▶ PROBLEM REQUIREMENTS: Look through the entries below for the string "segmentation", and copy each line where it is found.

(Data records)
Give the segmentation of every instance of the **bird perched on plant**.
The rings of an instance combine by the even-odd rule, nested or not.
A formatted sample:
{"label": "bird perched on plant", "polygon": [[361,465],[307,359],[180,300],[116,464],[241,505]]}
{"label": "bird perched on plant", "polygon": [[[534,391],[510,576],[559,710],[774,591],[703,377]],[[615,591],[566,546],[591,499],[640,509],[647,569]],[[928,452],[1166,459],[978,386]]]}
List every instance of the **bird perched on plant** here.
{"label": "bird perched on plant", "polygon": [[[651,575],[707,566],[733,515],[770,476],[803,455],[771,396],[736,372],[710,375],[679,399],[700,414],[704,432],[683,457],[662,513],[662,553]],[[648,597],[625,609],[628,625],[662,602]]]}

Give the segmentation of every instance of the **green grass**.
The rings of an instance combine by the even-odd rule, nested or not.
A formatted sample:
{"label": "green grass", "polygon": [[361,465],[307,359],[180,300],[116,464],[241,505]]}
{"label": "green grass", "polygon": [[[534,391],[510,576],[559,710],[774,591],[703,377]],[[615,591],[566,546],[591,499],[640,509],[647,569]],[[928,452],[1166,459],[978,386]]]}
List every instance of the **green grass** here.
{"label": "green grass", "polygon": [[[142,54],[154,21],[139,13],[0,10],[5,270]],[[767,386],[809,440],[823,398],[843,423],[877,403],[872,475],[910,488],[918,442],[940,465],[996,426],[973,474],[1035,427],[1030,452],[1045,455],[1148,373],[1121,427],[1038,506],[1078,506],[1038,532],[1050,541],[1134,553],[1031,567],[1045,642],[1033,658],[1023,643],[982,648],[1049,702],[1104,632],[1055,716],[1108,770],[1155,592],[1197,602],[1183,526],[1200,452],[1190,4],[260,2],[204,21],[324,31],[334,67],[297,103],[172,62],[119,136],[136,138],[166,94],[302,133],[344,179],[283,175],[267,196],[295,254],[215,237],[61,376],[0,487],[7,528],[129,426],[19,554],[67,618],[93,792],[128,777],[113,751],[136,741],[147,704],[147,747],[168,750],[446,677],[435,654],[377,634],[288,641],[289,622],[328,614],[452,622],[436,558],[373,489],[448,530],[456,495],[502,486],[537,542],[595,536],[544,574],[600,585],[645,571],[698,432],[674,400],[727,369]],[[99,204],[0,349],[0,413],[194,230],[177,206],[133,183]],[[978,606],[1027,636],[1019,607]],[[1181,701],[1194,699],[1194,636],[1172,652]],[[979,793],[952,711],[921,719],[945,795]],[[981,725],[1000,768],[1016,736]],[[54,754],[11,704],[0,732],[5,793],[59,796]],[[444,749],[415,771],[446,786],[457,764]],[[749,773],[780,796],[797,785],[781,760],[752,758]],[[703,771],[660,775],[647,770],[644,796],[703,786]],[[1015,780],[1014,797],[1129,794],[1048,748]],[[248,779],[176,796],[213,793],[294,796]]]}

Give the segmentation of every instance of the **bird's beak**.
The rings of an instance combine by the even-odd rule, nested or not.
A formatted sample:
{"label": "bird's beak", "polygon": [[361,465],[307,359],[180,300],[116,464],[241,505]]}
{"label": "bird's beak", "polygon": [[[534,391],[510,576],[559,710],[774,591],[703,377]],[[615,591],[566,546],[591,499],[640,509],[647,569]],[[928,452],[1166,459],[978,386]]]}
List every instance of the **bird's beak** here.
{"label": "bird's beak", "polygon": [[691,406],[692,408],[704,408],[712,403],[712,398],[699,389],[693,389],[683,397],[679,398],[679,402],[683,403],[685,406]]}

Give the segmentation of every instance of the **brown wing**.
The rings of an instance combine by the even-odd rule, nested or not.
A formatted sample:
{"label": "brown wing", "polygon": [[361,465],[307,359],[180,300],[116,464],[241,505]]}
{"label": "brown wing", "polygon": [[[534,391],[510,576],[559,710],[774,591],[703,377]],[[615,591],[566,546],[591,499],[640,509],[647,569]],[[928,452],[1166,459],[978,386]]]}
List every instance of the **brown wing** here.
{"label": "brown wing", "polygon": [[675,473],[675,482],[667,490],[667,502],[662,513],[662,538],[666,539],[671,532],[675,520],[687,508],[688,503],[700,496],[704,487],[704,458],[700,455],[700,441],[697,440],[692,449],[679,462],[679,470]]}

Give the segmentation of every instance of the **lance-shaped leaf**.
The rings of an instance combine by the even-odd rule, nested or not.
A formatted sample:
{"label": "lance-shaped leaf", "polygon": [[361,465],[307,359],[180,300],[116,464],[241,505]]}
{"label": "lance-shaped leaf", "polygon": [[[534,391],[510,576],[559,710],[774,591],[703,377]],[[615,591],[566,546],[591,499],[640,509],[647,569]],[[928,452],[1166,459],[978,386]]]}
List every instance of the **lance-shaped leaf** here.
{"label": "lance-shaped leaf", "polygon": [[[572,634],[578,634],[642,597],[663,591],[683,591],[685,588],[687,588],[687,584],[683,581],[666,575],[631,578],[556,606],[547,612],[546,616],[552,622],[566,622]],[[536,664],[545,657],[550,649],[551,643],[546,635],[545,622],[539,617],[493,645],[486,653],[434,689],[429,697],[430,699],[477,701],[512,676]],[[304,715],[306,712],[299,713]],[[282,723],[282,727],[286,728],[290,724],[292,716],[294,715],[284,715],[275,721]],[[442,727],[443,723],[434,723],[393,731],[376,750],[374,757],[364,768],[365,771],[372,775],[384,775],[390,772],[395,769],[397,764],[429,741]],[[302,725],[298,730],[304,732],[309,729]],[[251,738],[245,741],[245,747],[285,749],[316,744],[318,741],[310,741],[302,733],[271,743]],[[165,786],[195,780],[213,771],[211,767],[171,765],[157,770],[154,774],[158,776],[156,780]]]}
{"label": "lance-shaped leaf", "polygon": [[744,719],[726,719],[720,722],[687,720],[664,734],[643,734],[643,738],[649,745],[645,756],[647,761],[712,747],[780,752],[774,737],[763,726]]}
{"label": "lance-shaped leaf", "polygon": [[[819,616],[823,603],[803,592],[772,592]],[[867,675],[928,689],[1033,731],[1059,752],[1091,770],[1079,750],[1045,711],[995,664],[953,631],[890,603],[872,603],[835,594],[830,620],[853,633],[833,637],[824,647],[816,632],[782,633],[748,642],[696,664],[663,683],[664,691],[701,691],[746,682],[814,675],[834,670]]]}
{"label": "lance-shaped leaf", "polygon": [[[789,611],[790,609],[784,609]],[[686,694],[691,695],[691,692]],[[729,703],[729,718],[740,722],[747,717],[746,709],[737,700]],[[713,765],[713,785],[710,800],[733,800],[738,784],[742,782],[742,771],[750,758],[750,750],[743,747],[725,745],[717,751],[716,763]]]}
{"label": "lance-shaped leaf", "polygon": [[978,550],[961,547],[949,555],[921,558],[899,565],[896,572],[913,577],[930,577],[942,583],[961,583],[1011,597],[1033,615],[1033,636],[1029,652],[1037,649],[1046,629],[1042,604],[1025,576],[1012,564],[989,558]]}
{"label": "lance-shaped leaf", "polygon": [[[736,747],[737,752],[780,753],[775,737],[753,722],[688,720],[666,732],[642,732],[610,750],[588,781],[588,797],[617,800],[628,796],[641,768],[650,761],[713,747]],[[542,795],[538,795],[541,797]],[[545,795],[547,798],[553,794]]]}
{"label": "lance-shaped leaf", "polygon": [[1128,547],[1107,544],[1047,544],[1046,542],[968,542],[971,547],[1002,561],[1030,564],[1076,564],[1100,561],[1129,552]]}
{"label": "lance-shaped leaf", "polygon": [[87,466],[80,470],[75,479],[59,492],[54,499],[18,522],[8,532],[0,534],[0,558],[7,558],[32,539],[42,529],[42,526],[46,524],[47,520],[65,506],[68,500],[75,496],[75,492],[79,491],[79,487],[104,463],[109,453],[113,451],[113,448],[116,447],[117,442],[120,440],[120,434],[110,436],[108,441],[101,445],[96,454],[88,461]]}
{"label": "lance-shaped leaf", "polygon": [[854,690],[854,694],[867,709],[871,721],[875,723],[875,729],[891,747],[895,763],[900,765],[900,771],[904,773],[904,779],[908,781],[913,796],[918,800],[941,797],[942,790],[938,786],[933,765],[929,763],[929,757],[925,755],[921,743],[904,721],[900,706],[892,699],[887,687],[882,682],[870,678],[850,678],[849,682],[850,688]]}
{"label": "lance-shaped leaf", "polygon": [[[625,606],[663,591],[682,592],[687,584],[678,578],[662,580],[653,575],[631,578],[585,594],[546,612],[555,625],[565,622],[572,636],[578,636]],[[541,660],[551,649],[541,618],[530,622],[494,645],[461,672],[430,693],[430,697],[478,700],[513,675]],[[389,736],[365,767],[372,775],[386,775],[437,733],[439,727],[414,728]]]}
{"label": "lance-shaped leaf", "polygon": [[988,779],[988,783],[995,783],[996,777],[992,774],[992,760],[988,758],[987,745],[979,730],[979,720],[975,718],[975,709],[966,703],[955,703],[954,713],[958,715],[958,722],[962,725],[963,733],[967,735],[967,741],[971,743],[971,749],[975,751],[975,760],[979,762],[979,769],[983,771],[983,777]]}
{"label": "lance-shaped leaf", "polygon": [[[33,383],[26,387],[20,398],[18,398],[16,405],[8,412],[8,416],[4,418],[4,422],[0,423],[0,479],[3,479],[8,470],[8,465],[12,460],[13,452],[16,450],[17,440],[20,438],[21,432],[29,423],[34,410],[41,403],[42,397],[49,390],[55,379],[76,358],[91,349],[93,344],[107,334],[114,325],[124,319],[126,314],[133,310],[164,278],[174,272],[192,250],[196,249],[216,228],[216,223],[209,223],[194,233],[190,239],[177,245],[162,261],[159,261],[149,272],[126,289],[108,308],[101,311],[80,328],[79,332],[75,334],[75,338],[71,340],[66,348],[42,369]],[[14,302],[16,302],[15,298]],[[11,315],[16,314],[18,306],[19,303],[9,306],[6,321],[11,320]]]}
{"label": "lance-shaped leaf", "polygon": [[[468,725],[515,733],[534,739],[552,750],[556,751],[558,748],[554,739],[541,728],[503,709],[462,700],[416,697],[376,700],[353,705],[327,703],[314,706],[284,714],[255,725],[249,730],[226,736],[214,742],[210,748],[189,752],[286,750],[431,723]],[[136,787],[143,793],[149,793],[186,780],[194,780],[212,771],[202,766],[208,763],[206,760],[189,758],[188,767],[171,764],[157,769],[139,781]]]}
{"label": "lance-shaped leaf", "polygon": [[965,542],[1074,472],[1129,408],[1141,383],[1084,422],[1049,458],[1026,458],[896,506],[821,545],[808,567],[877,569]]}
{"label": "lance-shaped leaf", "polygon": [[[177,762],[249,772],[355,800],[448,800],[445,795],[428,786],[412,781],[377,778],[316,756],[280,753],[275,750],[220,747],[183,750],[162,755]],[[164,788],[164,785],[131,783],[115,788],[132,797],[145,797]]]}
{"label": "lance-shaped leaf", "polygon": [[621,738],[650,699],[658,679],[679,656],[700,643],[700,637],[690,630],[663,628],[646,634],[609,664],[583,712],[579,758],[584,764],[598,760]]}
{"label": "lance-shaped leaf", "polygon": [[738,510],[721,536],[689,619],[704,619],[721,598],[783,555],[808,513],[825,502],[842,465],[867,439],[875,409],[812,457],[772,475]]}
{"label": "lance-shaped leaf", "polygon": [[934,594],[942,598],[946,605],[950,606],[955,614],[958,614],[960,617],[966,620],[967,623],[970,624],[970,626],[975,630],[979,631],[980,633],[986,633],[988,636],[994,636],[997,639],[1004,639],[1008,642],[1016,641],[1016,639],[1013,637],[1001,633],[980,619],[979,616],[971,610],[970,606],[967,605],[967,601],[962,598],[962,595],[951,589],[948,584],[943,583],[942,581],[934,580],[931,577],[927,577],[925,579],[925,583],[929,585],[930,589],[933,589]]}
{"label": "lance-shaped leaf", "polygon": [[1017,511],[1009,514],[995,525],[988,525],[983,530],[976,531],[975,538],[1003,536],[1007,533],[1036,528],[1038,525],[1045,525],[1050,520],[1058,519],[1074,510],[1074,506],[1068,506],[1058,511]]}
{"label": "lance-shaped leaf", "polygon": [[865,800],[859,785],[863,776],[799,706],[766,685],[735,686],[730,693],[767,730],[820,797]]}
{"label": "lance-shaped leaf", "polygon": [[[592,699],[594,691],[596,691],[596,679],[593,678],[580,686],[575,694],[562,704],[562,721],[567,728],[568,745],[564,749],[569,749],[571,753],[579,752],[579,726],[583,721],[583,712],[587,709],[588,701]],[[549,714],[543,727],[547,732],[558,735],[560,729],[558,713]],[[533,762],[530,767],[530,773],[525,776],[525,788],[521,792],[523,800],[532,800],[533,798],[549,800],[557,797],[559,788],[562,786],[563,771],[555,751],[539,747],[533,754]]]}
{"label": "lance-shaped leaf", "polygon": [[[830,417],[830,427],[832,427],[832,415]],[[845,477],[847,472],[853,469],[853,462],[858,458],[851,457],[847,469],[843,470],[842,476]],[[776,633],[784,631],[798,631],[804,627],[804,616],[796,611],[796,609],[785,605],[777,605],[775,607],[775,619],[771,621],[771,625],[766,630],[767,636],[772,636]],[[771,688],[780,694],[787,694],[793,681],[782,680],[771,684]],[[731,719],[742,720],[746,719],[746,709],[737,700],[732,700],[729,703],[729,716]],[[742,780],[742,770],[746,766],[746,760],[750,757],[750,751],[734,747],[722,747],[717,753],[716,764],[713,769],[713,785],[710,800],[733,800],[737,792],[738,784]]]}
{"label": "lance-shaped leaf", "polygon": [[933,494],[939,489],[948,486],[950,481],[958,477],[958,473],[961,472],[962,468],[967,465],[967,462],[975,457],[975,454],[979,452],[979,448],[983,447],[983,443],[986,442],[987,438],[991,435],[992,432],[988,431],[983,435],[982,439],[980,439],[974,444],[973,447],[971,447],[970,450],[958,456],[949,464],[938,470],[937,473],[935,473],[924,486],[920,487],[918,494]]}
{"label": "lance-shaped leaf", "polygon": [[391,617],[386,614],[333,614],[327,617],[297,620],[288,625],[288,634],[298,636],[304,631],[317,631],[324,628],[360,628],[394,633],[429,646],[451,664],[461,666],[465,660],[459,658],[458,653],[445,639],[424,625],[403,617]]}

▶ FINISHED TASK:
Give the segmentation of every instance of the **bird perched on plant**.
Give the segmentation of every instance of the **green grass**.
Give the segmentation of every instance of the **bird's beak**.
Give the segmentation of every instance of the **brown wing**.
Give the segmentation of every instance of the **lance-shaped leaf**.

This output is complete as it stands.